→ **Consigne écrite a**: Imprimez tel quel le passage du texte sur la naissance du style gothique à Saint-Denis, depuis « La naissance du » jusqu'à « maximum de lumière. » inclus.
═════ Texte présenté ═════
La naissance du style gothique à Saint-Denis
La nouvelle architecture prestigieuse développée par l’abbé Suger à Saint-Denis est un reflet du royaume capétien en pleine expansion. L’art gothique apparaît comme une synthèse d’expériences techniques européennes et repose sur une nouvelle conception théologique de la lumière.
Le rôle clé de la lumière
Les projets d’agrandissement de la basilique reposent sur une conception nouvelle du rôle des édifices religieux dans le dogme catholique. L’abbé Suger découvre les écrits de Denys l’aréopagite, un théologien selon lequel Dieu est lumière et la religion chrétienne fondée sur cette révélation. Le nouveau style de la basilique de Saint-Denis doit rendre sensible aux fidèles cette conception dès leur entrée dans l’édifice : il devient nécessaire d’y faire entrer un maximum de lumière.
═════ Lignes de données ═════
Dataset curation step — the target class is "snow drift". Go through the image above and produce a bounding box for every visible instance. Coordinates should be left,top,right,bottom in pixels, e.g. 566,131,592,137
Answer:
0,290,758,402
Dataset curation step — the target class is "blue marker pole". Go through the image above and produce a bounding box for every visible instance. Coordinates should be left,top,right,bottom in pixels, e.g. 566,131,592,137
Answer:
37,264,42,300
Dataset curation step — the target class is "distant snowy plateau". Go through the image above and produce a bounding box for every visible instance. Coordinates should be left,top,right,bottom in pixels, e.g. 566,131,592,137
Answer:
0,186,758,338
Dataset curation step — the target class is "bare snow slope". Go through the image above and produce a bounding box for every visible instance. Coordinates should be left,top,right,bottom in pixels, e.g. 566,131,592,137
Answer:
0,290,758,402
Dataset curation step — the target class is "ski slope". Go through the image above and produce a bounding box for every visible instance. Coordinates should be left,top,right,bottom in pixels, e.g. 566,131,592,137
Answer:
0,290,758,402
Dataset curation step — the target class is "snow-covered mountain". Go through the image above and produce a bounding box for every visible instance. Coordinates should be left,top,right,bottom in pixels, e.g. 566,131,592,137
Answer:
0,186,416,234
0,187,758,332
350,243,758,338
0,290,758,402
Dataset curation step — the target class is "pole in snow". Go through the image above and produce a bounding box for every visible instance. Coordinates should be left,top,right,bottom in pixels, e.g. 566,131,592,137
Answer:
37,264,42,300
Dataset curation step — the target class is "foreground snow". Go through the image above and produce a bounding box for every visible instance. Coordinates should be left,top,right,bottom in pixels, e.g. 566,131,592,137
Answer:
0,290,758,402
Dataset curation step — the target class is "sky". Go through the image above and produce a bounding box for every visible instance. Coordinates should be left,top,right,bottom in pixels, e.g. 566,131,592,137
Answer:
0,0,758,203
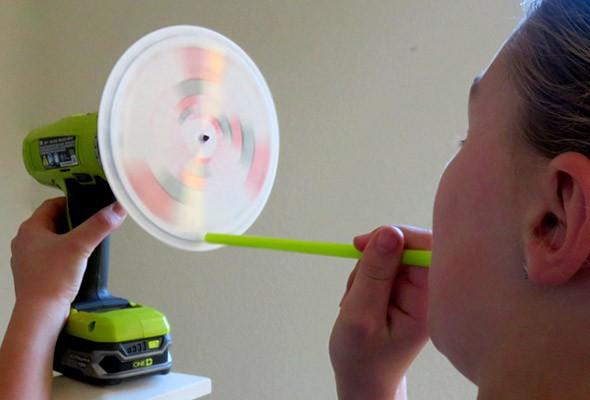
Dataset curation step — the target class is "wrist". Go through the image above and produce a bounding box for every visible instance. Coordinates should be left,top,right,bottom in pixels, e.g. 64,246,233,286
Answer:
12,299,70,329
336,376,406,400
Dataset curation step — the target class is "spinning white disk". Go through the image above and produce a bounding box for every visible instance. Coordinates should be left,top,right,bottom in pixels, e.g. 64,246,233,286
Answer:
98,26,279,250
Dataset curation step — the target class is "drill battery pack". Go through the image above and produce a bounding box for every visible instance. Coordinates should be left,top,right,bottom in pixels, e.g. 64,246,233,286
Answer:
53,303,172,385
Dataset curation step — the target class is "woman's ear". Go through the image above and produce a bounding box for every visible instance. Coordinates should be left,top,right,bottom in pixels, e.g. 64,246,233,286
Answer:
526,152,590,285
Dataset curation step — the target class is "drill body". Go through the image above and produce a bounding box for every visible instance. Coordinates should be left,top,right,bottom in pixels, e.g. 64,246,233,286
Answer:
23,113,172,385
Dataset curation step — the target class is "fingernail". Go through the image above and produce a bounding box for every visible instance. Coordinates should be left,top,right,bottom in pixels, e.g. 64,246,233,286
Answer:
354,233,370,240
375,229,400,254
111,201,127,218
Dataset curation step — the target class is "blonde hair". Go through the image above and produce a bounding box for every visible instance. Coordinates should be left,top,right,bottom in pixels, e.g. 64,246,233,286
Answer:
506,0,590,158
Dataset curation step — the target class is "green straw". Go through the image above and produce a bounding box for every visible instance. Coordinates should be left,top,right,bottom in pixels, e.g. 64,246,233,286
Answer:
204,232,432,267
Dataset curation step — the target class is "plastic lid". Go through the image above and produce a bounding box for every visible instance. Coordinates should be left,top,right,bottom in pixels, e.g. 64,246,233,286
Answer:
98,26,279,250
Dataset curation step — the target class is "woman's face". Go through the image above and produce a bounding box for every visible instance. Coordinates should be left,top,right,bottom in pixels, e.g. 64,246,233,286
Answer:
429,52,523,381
═════
→ **Consigne écrite b**: Relevez et recopiez chaque ligne des enregistrements qui contient la chaîne « woman ».

→ **Réponse complète a**:
La naissance du style gothique à Saint-Denis
La nouvelle architecture prestigieuse développée par l’abbé Suger à Saint-Denis est un reflet du royaume capétien en pleine expansion. L’art gothique apparaît comme une synthèse d’expériences techniques européennes et repose sur une nouvelle conception théologique de la lumière.
Le rôle clé de la lumière
Les projets d’agrandissement de la basilique reposent sur une conception nouvelle du rôle des édifices religieux dans le dogme catholique. L’abbé Suger découvre les écrits de Denys l’aréopagite, un théologien selon lequel Dieu est lumière et la religion chrétienne fondée sur cette révélation. Le nouveau style de la basilique de Saint-Denis doit rendre sensible aux fidèles cette conception dès leur entrée dans l’édifice : il devient nécessaire d’y faire entrer un maximum de lumière.

→ **Réponse complète b**:
Dataset curation step — the target class is "woman's ear". Go through the image above and produce a bounding box for every visible instance. Coordinates should be left,top,right,bottom in pixels, e.g. 64,246,233,286
Dataset curation step — the target class is "woman's face". Go through the image above and produce a bounding box for every visible instance. Coordinates should be left,top,right,bottom in pixels, e.g. 64,246,233,286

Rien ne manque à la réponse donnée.